• Materiaal:
# # #

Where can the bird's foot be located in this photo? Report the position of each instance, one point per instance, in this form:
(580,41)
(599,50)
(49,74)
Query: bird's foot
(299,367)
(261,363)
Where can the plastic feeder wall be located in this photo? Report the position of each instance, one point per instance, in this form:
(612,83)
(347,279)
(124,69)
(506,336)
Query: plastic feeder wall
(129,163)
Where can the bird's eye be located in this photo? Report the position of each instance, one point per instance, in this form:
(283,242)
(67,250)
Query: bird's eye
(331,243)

# # #

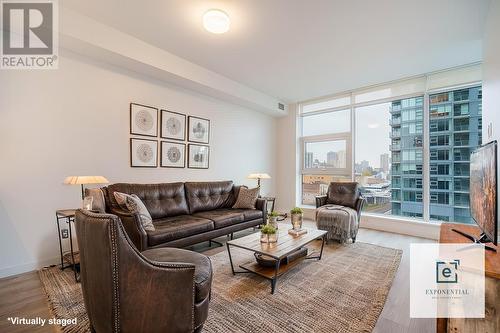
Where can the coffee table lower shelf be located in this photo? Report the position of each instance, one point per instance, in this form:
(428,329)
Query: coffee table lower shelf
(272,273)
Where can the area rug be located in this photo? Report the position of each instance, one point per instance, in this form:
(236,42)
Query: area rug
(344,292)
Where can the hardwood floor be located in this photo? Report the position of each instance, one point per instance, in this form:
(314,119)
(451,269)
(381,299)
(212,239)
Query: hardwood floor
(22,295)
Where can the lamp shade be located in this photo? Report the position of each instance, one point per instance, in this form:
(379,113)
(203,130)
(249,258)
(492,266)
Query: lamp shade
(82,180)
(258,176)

# # #

• Doel opdracht: Zoek in de rijen hierboven elke regel met de tekenreeks "table" en neem die regels over. Let op het verschil tussen hoofdletters en kleine letters.

• Antwoord hieronder:
Where can the coffee table lower shelf be located in this photo? Report the position of each instance, one point per instance, in this form:
Query: coffee table lower shelf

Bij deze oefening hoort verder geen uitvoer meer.